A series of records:
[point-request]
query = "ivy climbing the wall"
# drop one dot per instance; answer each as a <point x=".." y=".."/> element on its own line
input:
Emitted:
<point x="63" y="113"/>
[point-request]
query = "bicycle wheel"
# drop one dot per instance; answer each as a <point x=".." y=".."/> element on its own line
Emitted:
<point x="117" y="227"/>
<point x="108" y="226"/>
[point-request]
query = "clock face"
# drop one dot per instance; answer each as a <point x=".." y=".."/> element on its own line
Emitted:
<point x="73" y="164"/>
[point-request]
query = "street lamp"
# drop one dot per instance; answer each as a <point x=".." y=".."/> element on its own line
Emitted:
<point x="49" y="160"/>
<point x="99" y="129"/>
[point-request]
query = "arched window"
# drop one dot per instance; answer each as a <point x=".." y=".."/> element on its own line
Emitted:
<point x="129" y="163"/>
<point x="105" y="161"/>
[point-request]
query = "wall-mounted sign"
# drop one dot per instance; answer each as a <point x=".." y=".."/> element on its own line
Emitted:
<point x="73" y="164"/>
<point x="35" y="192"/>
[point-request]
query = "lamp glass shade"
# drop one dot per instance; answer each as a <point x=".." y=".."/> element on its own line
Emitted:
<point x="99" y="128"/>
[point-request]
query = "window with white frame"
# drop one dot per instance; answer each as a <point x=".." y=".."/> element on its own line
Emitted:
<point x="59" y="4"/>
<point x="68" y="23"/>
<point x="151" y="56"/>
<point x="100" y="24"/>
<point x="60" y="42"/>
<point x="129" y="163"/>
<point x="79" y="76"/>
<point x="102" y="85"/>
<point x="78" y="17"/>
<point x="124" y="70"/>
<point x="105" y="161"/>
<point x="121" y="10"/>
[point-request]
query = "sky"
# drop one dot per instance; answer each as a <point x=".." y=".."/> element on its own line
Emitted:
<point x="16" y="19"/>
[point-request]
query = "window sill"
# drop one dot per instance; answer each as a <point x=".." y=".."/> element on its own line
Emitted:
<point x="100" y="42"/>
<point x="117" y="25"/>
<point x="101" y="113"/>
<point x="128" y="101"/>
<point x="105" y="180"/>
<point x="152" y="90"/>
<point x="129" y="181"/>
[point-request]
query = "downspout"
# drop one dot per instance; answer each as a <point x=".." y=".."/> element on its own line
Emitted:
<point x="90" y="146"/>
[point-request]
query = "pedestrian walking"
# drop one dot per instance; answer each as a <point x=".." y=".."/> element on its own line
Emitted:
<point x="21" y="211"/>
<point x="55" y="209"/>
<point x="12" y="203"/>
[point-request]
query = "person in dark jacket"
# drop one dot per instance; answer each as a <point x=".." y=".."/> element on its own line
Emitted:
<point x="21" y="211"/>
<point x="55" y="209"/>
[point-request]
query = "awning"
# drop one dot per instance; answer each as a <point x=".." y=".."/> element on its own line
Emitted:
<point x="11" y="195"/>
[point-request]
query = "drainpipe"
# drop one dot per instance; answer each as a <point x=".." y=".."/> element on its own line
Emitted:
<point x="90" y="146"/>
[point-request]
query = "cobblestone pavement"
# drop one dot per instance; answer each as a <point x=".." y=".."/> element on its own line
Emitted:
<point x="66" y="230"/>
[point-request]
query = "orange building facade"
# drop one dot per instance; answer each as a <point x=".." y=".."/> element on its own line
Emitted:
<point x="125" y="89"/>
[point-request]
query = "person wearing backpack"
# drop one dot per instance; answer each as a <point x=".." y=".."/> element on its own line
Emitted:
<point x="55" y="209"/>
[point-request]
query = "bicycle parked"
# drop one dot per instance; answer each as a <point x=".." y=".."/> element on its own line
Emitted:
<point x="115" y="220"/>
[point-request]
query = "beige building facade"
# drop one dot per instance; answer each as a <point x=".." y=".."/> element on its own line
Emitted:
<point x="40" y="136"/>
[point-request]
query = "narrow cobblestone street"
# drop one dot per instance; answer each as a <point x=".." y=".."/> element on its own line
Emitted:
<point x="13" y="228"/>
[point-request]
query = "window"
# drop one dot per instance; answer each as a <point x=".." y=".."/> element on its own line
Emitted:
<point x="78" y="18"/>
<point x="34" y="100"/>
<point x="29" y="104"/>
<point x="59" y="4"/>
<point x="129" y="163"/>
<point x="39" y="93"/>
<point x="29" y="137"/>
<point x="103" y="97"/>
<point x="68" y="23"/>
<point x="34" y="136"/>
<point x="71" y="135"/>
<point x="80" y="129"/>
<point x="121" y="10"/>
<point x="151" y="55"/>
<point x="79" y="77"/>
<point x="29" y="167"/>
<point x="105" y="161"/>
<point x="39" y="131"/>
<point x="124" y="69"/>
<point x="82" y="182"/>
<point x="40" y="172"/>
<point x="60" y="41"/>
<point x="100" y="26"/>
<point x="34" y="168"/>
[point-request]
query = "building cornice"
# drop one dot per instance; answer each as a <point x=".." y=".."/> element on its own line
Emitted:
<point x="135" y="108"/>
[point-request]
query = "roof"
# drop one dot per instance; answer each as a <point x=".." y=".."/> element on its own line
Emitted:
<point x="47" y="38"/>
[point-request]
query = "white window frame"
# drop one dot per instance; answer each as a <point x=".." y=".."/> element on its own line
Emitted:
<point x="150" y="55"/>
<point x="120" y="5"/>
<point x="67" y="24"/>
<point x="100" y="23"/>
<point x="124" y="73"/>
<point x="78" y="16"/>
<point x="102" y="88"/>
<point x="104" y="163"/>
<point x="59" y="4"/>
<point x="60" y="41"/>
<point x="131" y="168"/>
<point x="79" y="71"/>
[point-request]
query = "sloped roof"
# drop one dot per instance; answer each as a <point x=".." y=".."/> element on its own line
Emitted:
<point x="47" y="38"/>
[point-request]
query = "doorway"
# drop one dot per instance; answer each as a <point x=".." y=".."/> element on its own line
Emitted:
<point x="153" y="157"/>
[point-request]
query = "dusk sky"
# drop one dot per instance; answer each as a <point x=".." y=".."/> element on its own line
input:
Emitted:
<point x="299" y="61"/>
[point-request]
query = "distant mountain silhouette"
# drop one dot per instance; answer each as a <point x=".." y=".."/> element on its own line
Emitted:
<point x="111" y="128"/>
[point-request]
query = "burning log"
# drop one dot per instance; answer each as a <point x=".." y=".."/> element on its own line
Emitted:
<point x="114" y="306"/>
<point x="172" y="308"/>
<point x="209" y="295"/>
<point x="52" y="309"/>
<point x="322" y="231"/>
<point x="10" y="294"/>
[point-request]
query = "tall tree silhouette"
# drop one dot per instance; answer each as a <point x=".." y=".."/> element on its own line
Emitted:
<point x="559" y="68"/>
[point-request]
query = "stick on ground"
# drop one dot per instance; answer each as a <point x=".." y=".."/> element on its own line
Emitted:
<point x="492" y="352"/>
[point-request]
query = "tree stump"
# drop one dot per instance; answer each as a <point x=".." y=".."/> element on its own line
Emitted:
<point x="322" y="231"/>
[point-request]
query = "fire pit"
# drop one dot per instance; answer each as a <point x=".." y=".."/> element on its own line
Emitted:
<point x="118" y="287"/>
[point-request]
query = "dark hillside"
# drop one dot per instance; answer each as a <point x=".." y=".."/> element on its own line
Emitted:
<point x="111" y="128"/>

[WRITTEN TASK]: Pick out every line in the records that contains the string "wall", and copy each one.

[RESPONSE TO THIS TASK]:
query = "ivy climbing the wall"
query = "wall-mounted sign"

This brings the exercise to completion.